►
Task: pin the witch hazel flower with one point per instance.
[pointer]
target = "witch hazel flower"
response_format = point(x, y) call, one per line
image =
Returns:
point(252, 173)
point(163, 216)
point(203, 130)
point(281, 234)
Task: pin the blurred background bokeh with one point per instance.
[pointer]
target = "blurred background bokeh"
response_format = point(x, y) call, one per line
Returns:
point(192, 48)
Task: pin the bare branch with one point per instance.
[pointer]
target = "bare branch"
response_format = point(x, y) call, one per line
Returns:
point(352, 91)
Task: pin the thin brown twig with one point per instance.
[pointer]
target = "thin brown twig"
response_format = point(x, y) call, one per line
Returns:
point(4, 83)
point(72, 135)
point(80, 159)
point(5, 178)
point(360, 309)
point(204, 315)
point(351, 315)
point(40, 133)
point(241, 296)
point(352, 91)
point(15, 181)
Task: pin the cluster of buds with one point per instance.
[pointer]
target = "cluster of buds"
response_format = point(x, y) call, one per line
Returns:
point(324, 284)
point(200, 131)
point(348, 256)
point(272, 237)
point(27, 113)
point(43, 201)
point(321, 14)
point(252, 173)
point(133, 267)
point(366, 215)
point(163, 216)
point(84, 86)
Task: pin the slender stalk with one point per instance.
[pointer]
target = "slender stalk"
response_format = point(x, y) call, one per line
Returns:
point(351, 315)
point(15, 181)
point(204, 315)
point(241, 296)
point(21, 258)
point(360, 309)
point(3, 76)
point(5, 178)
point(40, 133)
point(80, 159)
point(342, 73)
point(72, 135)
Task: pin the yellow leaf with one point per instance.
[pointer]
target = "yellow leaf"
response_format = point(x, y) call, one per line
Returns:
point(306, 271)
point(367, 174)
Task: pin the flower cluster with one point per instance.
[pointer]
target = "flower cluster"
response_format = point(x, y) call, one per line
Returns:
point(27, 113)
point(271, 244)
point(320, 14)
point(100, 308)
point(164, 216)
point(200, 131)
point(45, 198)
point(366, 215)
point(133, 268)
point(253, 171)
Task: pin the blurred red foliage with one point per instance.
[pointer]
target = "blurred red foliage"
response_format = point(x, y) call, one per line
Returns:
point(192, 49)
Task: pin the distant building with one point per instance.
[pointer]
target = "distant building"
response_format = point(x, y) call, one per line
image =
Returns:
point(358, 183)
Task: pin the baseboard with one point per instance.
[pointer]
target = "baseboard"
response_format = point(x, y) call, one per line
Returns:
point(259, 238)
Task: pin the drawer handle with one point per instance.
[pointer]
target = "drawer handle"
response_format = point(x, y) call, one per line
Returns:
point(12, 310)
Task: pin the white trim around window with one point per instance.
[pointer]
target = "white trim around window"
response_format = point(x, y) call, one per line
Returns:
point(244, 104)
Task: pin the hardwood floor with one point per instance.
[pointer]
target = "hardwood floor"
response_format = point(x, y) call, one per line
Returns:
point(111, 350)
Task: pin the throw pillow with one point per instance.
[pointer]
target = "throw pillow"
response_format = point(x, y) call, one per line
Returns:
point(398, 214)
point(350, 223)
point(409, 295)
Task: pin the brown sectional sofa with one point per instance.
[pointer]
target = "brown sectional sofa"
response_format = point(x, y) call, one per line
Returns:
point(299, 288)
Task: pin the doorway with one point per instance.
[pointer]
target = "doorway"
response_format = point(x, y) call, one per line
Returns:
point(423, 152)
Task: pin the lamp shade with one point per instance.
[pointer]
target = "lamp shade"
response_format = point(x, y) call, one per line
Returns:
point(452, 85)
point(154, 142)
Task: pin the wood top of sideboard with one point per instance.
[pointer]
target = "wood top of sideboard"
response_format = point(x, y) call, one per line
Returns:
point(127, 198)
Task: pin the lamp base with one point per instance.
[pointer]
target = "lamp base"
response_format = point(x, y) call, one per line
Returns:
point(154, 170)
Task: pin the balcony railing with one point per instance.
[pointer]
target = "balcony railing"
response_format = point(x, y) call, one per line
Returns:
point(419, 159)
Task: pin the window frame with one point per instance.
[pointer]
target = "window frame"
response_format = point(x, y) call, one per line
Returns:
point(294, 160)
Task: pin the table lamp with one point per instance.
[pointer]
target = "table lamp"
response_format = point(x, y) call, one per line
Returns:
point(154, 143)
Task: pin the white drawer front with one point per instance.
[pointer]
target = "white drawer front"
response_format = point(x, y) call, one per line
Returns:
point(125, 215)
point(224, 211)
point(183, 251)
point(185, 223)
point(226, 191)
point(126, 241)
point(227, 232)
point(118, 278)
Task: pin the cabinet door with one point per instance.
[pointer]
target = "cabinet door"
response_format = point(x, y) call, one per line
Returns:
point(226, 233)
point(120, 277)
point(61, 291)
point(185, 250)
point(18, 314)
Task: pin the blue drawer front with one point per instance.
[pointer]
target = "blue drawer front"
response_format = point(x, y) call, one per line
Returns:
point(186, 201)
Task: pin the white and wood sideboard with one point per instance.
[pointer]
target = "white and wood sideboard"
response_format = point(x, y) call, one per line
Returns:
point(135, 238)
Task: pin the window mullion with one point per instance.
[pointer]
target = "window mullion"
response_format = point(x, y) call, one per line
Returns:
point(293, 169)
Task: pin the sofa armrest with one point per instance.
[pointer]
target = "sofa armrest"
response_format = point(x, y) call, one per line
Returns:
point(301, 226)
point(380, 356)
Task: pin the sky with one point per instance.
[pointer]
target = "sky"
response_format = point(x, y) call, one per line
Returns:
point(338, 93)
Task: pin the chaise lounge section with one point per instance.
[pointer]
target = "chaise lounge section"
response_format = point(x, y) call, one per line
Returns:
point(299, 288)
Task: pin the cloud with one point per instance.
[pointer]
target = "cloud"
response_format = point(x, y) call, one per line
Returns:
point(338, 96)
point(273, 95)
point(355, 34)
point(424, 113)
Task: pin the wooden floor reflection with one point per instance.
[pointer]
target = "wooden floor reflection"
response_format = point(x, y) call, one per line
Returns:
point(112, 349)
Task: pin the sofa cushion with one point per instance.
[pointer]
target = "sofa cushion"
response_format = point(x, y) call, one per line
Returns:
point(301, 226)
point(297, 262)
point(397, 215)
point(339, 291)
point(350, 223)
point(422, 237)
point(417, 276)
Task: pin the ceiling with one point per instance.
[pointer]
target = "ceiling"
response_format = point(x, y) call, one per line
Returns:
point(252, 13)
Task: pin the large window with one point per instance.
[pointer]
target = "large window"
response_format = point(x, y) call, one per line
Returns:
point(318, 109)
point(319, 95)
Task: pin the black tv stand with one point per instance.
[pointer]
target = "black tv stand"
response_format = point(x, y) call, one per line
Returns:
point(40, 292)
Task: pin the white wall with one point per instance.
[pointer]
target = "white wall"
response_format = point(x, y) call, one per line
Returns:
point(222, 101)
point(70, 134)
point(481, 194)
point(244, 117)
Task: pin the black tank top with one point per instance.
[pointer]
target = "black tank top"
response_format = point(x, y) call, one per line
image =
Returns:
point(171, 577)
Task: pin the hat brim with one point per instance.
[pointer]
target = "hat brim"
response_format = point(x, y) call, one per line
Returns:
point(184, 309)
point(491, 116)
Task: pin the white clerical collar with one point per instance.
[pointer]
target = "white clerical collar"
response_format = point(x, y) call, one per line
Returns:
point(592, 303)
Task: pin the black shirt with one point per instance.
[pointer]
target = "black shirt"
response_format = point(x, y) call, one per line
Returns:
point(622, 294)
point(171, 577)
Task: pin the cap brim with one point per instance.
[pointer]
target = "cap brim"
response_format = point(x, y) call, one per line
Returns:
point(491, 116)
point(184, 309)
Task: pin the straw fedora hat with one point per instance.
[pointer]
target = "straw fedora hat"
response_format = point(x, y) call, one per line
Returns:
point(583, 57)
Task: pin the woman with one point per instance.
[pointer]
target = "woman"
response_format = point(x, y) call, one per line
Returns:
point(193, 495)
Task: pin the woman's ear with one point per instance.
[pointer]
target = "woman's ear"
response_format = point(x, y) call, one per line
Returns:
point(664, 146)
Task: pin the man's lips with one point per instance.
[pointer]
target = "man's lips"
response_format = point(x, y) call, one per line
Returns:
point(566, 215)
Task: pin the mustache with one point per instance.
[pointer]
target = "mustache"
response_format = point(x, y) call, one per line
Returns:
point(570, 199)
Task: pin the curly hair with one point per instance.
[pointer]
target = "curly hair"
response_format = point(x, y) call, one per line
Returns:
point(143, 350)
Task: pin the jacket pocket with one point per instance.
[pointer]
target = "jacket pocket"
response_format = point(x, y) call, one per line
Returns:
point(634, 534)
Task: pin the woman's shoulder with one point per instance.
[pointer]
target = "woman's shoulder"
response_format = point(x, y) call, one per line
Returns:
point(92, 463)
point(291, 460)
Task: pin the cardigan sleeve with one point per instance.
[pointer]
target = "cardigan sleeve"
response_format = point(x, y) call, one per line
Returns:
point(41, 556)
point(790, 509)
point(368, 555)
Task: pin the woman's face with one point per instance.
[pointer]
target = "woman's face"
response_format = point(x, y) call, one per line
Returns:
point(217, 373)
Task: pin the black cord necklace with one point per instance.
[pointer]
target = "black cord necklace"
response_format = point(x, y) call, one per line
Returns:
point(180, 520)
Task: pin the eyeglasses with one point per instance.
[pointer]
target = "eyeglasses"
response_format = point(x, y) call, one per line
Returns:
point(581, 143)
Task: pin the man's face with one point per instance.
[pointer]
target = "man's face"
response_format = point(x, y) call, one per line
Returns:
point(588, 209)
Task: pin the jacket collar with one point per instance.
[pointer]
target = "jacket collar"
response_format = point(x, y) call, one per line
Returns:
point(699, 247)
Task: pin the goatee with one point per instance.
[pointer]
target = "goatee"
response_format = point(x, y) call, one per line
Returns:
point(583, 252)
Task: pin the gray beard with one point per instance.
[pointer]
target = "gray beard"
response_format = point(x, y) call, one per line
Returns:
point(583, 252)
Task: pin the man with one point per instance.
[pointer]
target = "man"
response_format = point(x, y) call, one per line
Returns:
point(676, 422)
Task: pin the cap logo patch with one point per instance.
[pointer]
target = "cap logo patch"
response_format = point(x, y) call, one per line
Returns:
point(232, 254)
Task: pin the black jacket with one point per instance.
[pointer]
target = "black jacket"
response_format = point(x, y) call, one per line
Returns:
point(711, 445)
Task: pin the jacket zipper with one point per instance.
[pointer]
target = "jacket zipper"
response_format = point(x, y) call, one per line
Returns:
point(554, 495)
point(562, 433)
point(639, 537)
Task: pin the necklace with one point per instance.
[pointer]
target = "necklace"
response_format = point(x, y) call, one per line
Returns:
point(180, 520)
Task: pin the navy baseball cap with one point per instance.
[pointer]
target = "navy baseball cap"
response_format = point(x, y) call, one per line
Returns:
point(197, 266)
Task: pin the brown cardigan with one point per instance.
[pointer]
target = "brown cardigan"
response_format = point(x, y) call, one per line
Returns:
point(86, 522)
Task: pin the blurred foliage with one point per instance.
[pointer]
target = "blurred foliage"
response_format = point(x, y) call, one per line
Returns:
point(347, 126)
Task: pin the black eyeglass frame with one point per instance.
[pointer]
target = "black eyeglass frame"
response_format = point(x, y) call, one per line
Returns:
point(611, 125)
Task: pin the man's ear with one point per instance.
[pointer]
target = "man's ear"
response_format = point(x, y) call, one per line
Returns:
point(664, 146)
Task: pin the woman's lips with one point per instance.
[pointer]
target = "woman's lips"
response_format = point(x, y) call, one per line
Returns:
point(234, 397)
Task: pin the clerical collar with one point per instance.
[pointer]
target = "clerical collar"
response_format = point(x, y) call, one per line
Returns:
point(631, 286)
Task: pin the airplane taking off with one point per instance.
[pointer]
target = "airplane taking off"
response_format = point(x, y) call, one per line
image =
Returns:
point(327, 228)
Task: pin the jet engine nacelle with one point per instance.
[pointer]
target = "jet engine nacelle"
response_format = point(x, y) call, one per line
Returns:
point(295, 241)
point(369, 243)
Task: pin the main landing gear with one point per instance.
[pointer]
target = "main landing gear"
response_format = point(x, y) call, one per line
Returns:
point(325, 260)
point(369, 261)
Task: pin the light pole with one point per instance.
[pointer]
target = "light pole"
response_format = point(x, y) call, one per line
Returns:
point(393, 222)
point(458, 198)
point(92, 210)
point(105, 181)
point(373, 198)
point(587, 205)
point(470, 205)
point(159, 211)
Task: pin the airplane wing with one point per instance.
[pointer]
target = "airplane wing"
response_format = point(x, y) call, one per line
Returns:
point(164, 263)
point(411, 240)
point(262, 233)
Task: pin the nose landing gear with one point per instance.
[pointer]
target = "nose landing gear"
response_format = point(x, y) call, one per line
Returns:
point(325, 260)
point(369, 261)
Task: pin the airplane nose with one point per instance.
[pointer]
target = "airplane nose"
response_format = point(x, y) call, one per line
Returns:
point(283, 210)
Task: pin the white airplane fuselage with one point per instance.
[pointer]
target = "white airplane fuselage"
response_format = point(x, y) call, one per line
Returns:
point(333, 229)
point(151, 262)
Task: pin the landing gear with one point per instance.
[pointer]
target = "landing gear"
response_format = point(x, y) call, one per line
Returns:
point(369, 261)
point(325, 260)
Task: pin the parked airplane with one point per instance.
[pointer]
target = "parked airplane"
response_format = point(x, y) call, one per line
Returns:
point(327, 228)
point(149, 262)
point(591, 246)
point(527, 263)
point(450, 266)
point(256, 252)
◄
Emit verbatim the lines running from the one with "Task: pin the airplane wing" through the last line of the data, both endpoints inclusive.

## Result
Task: pin the airplane wing with one point per instance.
[pointer]
target = "airplane wing"
response_format = point(x, y) call, one per line
Returns:
point(164, 263)
point(411, 240)
point(262, 233)
Task: pin the nose landing gear with one point per instance.
[pointer]
target = "nose landing gear"
response_format = point(x, y) call, one per line
Returns:
point(325, 260)
point(369, 261)
Task: pin the airplane nose with one point per instance.
[pointer]
target = "airplane nose"
response_format = point(x, y) call, one per line
Returns:
point(283, 210)
Task: pin the white airplane fuselage with one point per instance.
[pointer]
target = "white airplane fuselage"
response_format = point(x, y) call, one per line
Returns:
point(333, 229)
point(151, 262)
Task: pin the landing gear with one point per instance.
[pointer]
target = "landing gear"
response_format = point(x, y) call, one per line
Returns:
point(369, 261)
point(325, 260)
Task: pin the parked airplane with one point per instance.
[pointer]
target = "parked airplane"
response_format = point(x, y) call, one per line
Returns:
point(327, 228)
point(149, 262)
point(591, 246)
point(527, 263)
point(450, 266)
point(256, 252)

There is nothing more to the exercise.